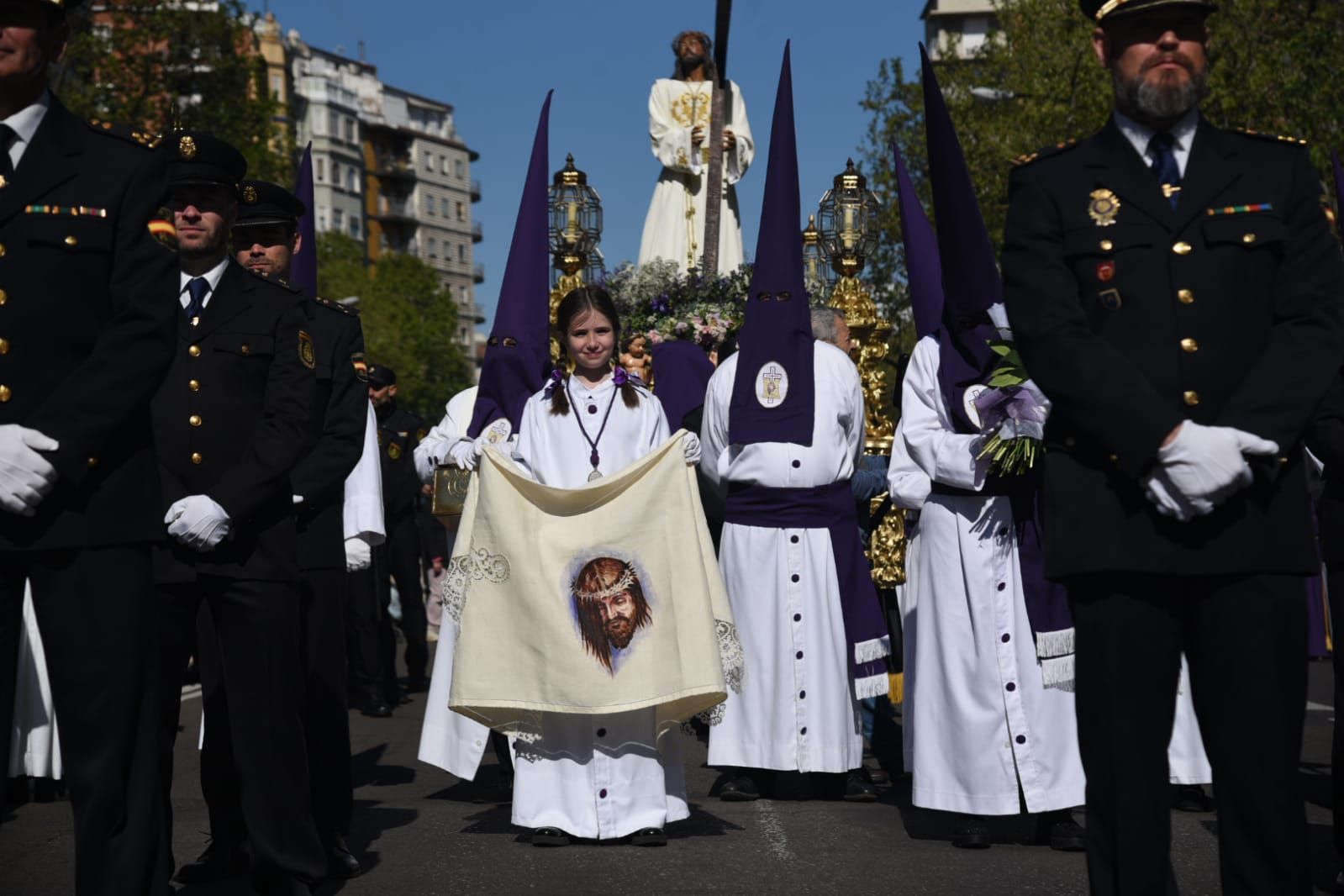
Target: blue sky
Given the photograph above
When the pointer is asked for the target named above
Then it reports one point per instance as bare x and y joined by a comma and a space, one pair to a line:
495, 60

▶ YOUR OBJECTIVE
Repeat the data in full, exactly as it stands, but drop every picture.

▶ EXERCISE OUTPUT
Target: blue sky
Given the photograph above
When the pointer is asked for the target named above
Then it reports one point per instance as bare x and y joined by a comma and a space, one pair to a line:
495, 60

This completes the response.